作業指示 |
1. 螺鈿の文章によると、螺鈿は奈良時代にどこから日本に伝わったとされていますか。
2. 螺鈿の文章の「貝を使った装飾品をご存じでし」から「貝殻の内側にある虹彩を放つ部分を漆器などの土台にはめ込み、絵や柄を表現します。」までを、「漆器」を「木製品」に置き換えて書き直してください。

原文 |
____________
貝を使った装飾品をご存じでしょうか?古くから螺鈿(らでん)として貝の内側の光沢部分を利用した装飾は人気で、調度品や装飾品に使われてきました。現代もハイジュエラーからファッションジュエリーまで、幅広く貝を使ったジュエリーが作られています。貝を使った伝統技法「螺鈿」と貝を使ったジュエリーについて紹介します。

螺鈿とはなに?

螺鈿(らでん)とは、主に漆器の装飾に使われる日本の伝統工芸技法です。材料は真珠の養殖にも使われる白蝶貝や黒蝶貝、沖縄の温かい海で獲れる夜光貝などです。古くから日本に伝わる技法で、小物入れの箱など国宝になるものも多数素材しています。

螺鈿は貝を使った技法

螺鈿の「螺」は、螺旋(らせん)状の殻を持つ貝類のことを指しています。また、「鈿」は貝や金属で施された装飾のことを意味しています。
貝殻の内側にある虹彩を放つ部分を漆器などの土台にはめ込み、絵や柄を表現します。
螺鈿は、鉱石から作るジュエリーとはまた別の、高貴な雰囲気を醸し出している素敵な装飾技法でもあります。昔から高貴な人の小物入れや装飾品として親しまれてきた螺鈿は、今では国宝になっている作品もあります。

螺鈿に使われる貝

螺鈿は、貝殻の内側にある虹彩を放つ真珠層を使うため、そこら辺の浜辺に打ちあがっているような貝では作ることができません。
材料は主に、真珠の養殖にも使われる白蝶貝や黒蝶貝、沖縄などの温かい海に生息している夜光貝などです。最近ではアワビの貝殻で螺鈿細工をすることも増えていると言います。

螺鈿の歴史は古い

螺鈿の歴史は古く、古代エジプトの初期王朝以前から作られていたといいます。日本には、奈良時代に今の中国の唐から伝わったとされています。当時は楽器の装飾として使われていたようです。
そして、平安時代になると螺鈿の技術が急速に発達します。家の中の装飾や調度品などにも螺鈿が使われるようになっていきました。
____________
(抽出データ項目)
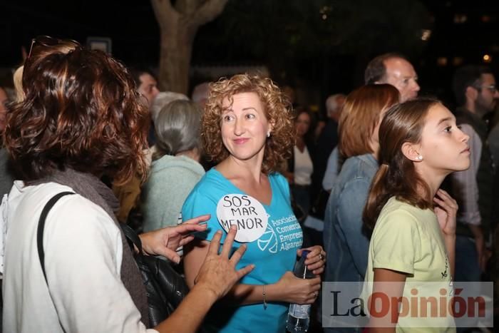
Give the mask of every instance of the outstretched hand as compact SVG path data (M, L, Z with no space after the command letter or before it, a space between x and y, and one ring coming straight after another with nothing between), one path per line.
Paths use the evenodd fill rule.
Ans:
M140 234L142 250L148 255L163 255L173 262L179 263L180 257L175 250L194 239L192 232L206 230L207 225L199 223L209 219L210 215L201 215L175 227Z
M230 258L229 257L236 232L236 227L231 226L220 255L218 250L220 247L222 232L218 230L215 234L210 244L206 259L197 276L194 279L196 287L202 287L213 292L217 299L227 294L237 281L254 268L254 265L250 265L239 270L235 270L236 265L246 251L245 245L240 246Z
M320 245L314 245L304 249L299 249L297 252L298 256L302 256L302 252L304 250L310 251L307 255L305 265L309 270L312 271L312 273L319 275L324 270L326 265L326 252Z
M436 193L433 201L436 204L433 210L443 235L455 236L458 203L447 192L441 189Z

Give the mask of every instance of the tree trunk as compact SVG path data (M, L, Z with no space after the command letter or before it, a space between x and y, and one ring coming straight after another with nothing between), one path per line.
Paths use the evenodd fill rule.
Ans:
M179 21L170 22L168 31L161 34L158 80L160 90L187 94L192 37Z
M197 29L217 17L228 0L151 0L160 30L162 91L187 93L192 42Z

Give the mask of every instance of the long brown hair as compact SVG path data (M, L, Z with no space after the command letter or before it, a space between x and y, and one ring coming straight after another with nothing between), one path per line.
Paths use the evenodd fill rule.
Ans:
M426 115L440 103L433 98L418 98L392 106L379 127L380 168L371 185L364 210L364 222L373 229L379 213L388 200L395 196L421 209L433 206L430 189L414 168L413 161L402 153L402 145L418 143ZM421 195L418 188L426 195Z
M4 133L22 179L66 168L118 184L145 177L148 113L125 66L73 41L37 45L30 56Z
____________
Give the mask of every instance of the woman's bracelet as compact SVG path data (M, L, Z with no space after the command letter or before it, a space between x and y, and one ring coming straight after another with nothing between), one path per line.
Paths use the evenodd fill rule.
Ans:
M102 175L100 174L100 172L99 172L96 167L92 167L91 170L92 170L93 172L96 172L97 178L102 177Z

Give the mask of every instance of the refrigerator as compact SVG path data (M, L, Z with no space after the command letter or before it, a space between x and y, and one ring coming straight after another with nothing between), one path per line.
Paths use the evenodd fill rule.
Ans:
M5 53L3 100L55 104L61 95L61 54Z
____________
解答 |
1. 今の中国の唐から伝わったとされています。

2.
貝を使った装飾品をご存じでしょうか?古くから螺鈿(らでん)として貝の内側の光沢部分を利用した装飾は人気で、調度品や装飾品に使われてきました。現代もハイジュエラーからファッションジュエリーまで、幅広く貝を使ったジュエリーが作られています。貝を使った伝統技法「螺鈿」と貝を使ったジュエリーについて紹介します。

螺鈿とはなに?

螺鈿(らでん)とは、主に木製品の装飾に使われる日本の伝統工芸技法です。材料は真珠の養殖にも使われる白蝶貝や黒蝶貝、沖縄の温かい海で獲れる夜光貝などです。古くから日本に伝わる技法で、小物入れの箱など国宝になるものも多数素材しています。

螺鈿は貝を使った技法

螺鈿の「螺」は、螺旋(らせん)状の殻を持つ貝類のことを指しています。また、「鈿」は貝や金属で施された装飾のことを意味しています。
貝殻の内側にある虹彩を放つ部分を木製品などの土台にはめ込み、絵や柄を表現します。